▶ **EXERCISE PASSAGE**
Naloxone Education and Distribution Programs

Description of Strategy

Naloxone is a prescription medication used to reverse the effects of overdoses of opioids including heroin, Vicodin, and OxyContin. Naloxone is not a controlled substance and does not have any known potential for abuse. The goal of overdose education and naloxone distribution programs are to increase the number of people who know how to recognize the signs of an opioid overdose and are trained to administer naloxone. Access to naloxone and public information campaigns about the use of naloxone increased substantially from 2010 to 2018. As of January 2018, 47 states and the District of Columbia have used legislation to expand access to naloxone that allows people likely to encounter opioid overdoses to obtain prescriptions for Naloxone.

Some critics argue that naloxone distribution programs will lead to an increase in risky opioid use. However, a Massachusetts study found opioid-related emergency room and hospital visits were not significantly different in communities with naloxone distribution programs than those without.

▶ **TASK GOAL**
Retype the section of the naloxone text starting with "Description of Strategy" and going on through "prescriptions for Naloxone.".

▶ **LISTED ENTRIES**
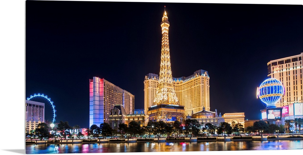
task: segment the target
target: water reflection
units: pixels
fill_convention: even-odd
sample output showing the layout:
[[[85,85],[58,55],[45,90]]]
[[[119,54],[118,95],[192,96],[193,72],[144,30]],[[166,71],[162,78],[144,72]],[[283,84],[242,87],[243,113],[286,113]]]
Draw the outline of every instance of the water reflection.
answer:
[[[303,141],[141,142],[27,145],[26,154],[269,150],[303,149]]]

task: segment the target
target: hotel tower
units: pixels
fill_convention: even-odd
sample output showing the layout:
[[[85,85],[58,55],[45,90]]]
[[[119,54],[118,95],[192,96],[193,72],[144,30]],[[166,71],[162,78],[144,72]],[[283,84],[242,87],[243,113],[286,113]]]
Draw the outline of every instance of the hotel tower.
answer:
[[[271,60],[267,63],[268,76],[280,80],[285,94],[276,103],[281,107],[293,103],[303,102],[302,93],[302,56],[300,54]]]
[[[108,123],[115,105],[122,105],[127,114],[133,113],[135,96],[104,79],[89,79],[89,126]]]
[[[149,119],[157,121],[169,122],[185,118],[184,106],[180,105],[173,83],[168,42],[169,27],[165,9],[161,22],[162,42],[160,76],[153,102],[147,111]]]
[[[149,73],[145,76],[144,81],[144,111],[149,115],[150,119],[173,121],[180,117],[185,119],[185,115],[191,116],[192,113],[202,111],[203,107],[206,110],[210,109],[209,77],[207,71],[199,70],[187,77],[172,77],[169,26],[165,10],[161,23],[162,39],[159,75]],[[160,105],[166,109],[161,109]],[[184,115],[181,114],[183,112]]]

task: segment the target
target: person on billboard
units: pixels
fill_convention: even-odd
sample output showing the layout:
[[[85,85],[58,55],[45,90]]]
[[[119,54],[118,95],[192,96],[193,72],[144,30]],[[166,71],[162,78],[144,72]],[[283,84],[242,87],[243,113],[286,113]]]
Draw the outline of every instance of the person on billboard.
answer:
[[[267,119],[275,119],[275,115],[272,113],[274,111],[272,110],[269,110],[268,111],[268,115],[267,115]]]

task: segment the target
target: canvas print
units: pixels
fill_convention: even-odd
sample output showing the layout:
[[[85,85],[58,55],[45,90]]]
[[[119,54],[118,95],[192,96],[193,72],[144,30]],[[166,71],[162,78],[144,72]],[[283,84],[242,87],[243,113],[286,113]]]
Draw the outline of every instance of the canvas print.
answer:
[[[26,154],[303,149],[303,6],[26,1]]]

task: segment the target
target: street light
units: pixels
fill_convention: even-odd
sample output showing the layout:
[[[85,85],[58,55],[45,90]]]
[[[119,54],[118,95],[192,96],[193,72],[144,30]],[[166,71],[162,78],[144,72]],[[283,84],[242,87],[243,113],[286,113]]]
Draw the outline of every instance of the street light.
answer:
[[[279,130],[276,130],[276,132],[278,132],[278,135],[277,135],[277,138],[279,138]]]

▶ **SOLUTION FOR THIS PROBLEM**
Description of Strategy

Naloxone is a prescription medication used to reverse the effects of overdoses of opioids including heroin, Vicodin, and OxyContin. Naloxone is not a controlled substance and does not have any known potential for abuse. The goal of overdose education and naloxone distribution programs are to increase the number of people who know how to recognize the signs of an opioid overdose and are trained to administer naloxone. Access to naloxone and public information campaigns about the use of naloxone increased substantially from 2010 to 2018. As of January 2018, 47 states and the District of Columbia have used legislation to expand access to naloxone that allows people likely to encounter opioid overdoses to obtain prescriptions for Naloxone.